§ Referring expression pointing data:
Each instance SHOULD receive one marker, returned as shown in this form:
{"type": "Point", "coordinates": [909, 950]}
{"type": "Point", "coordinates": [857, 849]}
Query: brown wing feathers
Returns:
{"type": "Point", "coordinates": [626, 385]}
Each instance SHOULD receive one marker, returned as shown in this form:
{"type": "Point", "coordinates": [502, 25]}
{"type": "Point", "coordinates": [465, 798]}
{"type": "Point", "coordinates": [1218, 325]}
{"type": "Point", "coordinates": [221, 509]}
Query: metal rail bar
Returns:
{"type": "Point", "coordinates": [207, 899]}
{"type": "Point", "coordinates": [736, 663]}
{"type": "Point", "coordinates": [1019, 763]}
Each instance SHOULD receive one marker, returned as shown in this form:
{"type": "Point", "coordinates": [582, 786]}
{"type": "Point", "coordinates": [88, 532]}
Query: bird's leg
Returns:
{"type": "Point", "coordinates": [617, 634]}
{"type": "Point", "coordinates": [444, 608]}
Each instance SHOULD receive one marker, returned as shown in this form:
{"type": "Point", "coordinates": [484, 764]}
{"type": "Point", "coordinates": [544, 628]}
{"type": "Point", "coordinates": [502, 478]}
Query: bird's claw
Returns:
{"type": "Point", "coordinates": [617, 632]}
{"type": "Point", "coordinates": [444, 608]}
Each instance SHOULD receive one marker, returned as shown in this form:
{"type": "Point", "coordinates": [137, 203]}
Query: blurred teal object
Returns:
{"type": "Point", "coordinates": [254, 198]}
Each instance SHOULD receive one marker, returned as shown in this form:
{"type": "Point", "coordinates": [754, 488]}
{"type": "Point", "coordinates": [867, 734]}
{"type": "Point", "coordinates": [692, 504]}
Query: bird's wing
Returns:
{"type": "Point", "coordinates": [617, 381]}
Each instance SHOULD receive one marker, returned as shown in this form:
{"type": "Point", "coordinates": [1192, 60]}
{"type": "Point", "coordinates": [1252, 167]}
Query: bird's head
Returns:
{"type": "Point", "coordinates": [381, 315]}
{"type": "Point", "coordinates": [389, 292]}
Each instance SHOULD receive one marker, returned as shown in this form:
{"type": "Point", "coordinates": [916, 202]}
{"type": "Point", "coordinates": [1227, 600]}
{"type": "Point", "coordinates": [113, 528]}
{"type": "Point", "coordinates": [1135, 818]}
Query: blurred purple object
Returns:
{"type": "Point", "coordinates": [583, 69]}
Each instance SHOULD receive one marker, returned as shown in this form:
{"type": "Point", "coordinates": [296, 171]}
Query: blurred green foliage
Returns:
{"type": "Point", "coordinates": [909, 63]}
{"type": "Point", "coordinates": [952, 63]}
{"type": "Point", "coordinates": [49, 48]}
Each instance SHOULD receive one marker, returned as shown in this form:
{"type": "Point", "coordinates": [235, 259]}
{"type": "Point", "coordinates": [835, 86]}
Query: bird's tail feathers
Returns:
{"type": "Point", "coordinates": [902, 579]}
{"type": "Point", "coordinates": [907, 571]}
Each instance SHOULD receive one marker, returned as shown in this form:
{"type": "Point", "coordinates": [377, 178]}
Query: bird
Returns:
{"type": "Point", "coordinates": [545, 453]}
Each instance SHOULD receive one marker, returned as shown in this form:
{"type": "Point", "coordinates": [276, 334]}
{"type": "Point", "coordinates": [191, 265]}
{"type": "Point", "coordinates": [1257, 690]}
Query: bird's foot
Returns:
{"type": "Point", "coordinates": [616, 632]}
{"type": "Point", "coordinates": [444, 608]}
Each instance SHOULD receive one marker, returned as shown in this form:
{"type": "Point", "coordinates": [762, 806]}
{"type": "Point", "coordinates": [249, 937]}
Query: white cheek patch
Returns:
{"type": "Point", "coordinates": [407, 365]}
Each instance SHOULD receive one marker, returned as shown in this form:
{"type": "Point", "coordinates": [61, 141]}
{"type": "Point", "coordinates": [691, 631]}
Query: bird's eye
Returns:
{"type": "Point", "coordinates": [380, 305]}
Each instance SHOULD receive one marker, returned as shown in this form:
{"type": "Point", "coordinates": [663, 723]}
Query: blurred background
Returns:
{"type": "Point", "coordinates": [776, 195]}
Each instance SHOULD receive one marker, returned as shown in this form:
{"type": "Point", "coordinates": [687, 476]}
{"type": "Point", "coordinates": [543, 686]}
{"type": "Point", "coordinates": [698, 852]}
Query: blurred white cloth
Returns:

§ Directions: State how many lines above contain the word "object", and nothing more.

§ Task output: 2